[[ Material for this exercise, beginning ]]
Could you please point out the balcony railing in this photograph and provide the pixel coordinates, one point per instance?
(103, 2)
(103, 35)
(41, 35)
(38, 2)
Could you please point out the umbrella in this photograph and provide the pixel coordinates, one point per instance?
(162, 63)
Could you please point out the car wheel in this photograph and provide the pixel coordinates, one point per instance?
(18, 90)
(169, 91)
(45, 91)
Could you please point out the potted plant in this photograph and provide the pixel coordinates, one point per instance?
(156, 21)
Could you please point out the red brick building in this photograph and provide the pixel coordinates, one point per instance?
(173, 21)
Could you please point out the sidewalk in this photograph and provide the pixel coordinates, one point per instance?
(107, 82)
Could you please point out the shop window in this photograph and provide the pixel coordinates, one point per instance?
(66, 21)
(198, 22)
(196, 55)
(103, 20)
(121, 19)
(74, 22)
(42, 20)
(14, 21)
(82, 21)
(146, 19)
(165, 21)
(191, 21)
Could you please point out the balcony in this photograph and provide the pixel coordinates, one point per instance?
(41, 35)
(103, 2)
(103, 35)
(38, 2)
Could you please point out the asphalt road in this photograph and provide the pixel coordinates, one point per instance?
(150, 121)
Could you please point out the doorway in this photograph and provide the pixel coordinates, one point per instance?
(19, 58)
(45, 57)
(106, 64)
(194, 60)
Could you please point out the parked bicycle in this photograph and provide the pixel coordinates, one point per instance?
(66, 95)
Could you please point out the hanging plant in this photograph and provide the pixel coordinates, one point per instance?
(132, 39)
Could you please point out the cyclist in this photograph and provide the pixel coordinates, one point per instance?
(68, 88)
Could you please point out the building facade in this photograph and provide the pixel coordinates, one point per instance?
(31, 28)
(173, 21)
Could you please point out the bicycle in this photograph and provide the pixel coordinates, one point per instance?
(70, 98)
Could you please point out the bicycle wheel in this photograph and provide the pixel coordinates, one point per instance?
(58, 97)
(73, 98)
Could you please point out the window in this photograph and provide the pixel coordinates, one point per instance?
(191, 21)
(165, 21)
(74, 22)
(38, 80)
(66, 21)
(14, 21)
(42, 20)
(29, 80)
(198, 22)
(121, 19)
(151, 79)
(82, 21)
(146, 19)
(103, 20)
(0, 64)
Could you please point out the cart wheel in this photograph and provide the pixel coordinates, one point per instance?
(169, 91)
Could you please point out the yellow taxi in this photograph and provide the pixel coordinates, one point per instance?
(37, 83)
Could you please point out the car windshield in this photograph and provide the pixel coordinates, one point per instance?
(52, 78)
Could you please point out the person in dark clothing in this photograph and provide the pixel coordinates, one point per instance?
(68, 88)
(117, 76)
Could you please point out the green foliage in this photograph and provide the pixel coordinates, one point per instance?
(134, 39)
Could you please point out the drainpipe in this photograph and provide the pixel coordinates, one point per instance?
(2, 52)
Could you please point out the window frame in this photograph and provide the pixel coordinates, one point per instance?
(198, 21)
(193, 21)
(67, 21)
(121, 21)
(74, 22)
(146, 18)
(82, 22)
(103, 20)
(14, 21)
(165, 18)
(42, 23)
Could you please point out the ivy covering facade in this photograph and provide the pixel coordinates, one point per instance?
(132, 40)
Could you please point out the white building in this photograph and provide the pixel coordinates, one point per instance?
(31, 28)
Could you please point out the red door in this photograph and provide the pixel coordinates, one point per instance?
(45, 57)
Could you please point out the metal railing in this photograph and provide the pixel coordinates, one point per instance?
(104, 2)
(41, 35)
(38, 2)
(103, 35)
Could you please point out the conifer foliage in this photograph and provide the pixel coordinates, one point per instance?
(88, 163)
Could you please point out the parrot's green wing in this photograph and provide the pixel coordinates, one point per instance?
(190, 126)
[[ Material for this exercise, end ]]
- What this task involves
The expected response is every record, reproduced word for word.

- Your solution
Could you please point out the balcony railing in this photograph and provide the pixel coordinates, one point per instance?
(103, 2)
(103, 35)
(41, 35)
(38, 2)
Could you please point out the umbrella in this photograph and provide the pixel coordinates, one point per instance?
(162, 63)
Could you please point out the car wheel in this photograph and provide the pixel coordinates, one point per instance?
(18, 90)
(169, 91)
(45, 91)
Could you please point out the potted plant in this photograph and provide the pixel coordinates, one point per instance?
(156, 21)
Could you please point out the red brick building in this photograph and provide the pixel coordinates, one point per instance?
(173, 21)
Could you please point out the sidewalk in this photograph and provide the pixel coordinates, one point per instance?
(107, 82)
Could you please point out the shop window in this photograph and provide the pixel coordinates, one point per instance?
(66, 21)
(198, 22)
(196, 55)
(103, 20)
(121, 19)
(74, 22)
(42, 20)
(14, 21)
(82, 21)
(146, 19)
(165, 21)
(191, 21)
Could you please point out the balcony in this photograph and provide the pixel coordinates, one point per instance?
(41, 35)
(103, 2)
(103, 35)
(38, 2)
Could you please point out the asphalt road in this photograph and provide the pixel coordinates, one point per instance?
(150, 121)
Could you please point out the doorway in this photograph and provide the pixel coordinates, one point per instance?
(19, 58)
(45, 57)
(106, 64)
(194, 60)
Could you please point out the parked bicycle in this photograph and provide the pixel coordinates, one point per instance?
(66, 95)
Could you please point out the hanging plant in this photograph and provide the pixel coordinates, one point per instance?
(132, 39)
Could you please point out the cyclist in this photograph and provide the pixel coordinates, one point per instance?
(68, 88)
Could you please point out the building facade in this photograph and provide the pixel coordinates, one point per instance?
(31, 28)
(173, 21)
Could you please point out the bicycle in this photograph and provide the pixel coordinates, one point per instance?
(70, 98)
Could you please point out the bicycle wheel in this photograph and provide the pixel coordinates, one point per instance?
(58, 97)
(73, 98)
Could you please point out the window in this photograph and provide the pixel coordinates, one point per instance?
(191, 21)
(165, 21)
(74, 22)
(38, 80)
(66, 21)
(14, 21)
(42, 20)
(29, 80)
(198, 22)
(121, 19)
(151, 79)
(82, 21)
(146, 19)
(103, 20)
(0, 64)
Could you please point out the cart wheel in this photograph and provide the pixel coordinates, one point per instance?
(169, 91)
Could you please point out the yellow taxi in this photograph and provide the pixel coordinates, one point per instance?
(37, 83)
Could you please point out the car windshield in this photograph and provide the pixel coordinates, one point per instance?
(52, 78)
Could you please point out the person in dark clothing in this photograph and provide the pixel coordinates, one point per instance?
(68, 88)
(117, 76)
Could you please point out the green foliage in this photograph and provide the pixel coordinates, one point per instance?
(134, 39)
Could you please point out the drainpipe in this photograph and provide the pixel coordinates, one point per instance?
(2, 52)
Could you please point out the window frame in this photograph and provide the pixel coordinates, one point per instance?
(198, 21)
(193, 21)
(67, 21)
(121, 21)
(74, 22)
(146, 18)
(82, 22)
(103, 20)
(14, 21)
(165, 18)
(42, 23)
Could you please point out the ivy covering facade in this photograph and provide the pixel coordinates, one point per instance?
(132, 40)
Could you please point out the white building in this photograph and provide the pixel coordinates, one point per instance?
(31, 28)
Could you please point out the red door in this photograph and provide the pixel coordinates, one point per instance?
(45, 57)
Could you please point out the metal railing in this photograph and provide the pixel coordinates, one point per instance?
(104, 2)
(41, 35)
(38, 2)
(103, 35)
Could you please point out the conifer foliage in this photograph and provide the pixel coordinates, one point per instance?
(88, 163)
Could you please point out the parrot's green wing in this photograph and provide the pixel coordinates, one point per instance?
(190, 126)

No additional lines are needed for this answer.